Data to use.
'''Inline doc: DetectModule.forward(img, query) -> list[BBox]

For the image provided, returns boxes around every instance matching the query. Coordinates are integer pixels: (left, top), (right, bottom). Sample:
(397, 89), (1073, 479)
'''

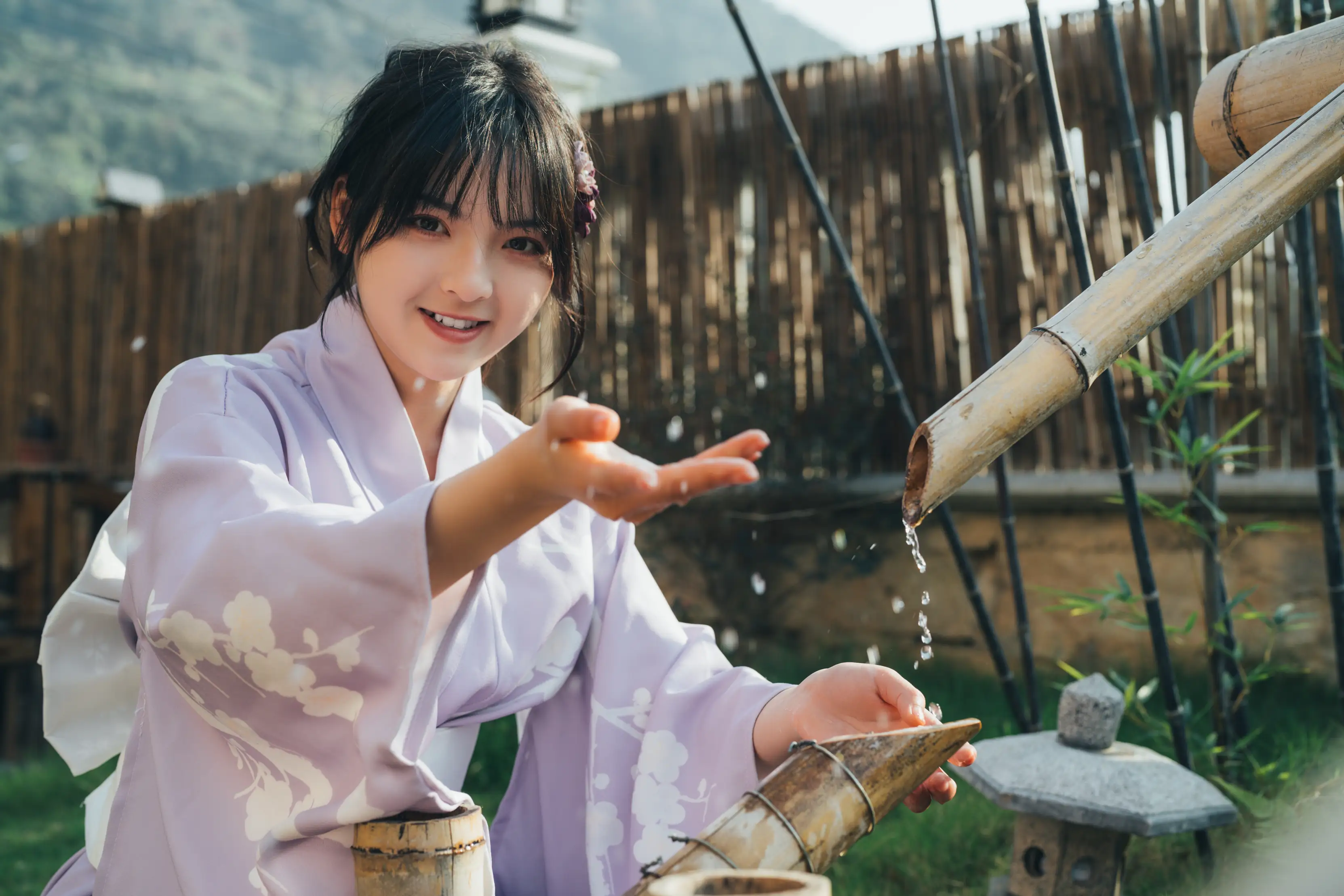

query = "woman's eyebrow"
(419, 196), (462, 217)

Exercise goal. Transcribe the listing above line for line, exactly as it appears, omitting the picture.

Exercise solution.
'''Inline doc: DetectModule.forward(img, query) -> list[BBox]

For the image provided, returns boxes around every instance matching the query. Coordinates are integer pixels: (left, top), (right, bottom). Sample:
(397, 89), (1073, 479)
'''


query = "woman's eyebrow"
(419, 196), (462, 217)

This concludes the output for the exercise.